TASK GOAL |
Using the entries below, copy out all lines where "laid" is found.

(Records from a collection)
##############################

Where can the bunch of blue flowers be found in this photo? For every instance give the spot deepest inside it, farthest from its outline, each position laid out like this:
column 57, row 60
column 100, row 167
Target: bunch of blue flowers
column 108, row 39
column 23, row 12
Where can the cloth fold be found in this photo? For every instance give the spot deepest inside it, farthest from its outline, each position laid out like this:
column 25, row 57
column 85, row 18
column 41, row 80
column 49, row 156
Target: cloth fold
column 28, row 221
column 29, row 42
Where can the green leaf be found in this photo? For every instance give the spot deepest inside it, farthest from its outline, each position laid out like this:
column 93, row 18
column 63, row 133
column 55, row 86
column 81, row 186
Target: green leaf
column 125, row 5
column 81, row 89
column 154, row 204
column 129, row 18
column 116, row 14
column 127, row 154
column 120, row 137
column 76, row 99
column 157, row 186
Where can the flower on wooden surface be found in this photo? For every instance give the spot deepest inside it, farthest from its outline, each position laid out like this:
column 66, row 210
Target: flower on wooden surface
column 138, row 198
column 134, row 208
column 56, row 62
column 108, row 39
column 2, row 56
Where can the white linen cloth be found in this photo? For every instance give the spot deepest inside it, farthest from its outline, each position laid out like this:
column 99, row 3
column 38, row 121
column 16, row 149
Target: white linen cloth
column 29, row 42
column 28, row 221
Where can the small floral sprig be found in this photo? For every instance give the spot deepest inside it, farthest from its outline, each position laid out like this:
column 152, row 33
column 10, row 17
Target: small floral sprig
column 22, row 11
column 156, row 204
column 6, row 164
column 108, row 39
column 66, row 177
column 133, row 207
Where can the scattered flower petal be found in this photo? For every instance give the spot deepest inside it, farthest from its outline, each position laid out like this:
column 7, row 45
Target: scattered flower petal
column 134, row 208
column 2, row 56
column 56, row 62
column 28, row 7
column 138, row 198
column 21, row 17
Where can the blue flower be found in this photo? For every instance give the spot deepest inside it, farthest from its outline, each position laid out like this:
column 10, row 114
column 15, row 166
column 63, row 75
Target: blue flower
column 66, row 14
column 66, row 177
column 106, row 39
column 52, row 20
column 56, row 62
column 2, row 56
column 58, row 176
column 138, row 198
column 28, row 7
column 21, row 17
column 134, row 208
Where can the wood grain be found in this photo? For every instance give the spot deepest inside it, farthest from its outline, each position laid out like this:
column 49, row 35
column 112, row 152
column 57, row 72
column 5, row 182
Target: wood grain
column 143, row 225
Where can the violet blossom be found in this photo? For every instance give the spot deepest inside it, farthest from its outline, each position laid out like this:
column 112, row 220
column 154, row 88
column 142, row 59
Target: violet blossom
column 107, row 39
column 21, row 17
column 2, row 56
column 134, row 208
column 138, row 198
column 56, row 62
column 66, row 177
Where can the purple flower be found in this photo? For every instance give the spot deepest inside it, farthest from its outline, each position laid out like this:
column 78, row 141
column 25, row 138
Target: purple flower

##############################

EXERCISE RESULT |
Where can the bunch of blue flowers be found in this photo? For every instance give the spot deepest inside it, farthest from its outline, each position laid out like this:
Where can the cloth fold be found in this photo? For every instance give the spot deepest inside it, farthest from its outline, each position laid out like this:
Where can the green leaf be found in this photo? For every instance give the spot deepest inside it, farthest from its outline, each position laid out like this:
Where can the flower on wooden surface be found in this photo? For every instance give the spot deepest inside it, farthest from its outline, each position laid out like this:
Where can the white linen cloth be found in this photo? For every instance give the spot deepest inside it, farthest from its outline, each position laid out like this:
Where can the small floral sprig be found in this photo? For every instance give the spot deepest inside it, farthest from its outline, each position laid out like this:
Where can the scattered flower petal be found in this photo? For every instance give the spot deepest inside it, farthest from its outline, each position laid out like this:
Where can the blue flower be found in this photo? For every instance give the spot deepest inside it, farthest from its outline, each position laid out like this:
Where can the wood grain be found in this photo? For every instance give the spot deepest inside it, farthest from its outline, each position laid out like this:
Where can the violet blossom be found in this photo? For every instance give the spot deepest inside it, farthest from its outline, each position laid out like this:
Where can the purple flower be found in this photo? For every instance give the spot deepest inside it, farthest from its outline, each position laid out like this:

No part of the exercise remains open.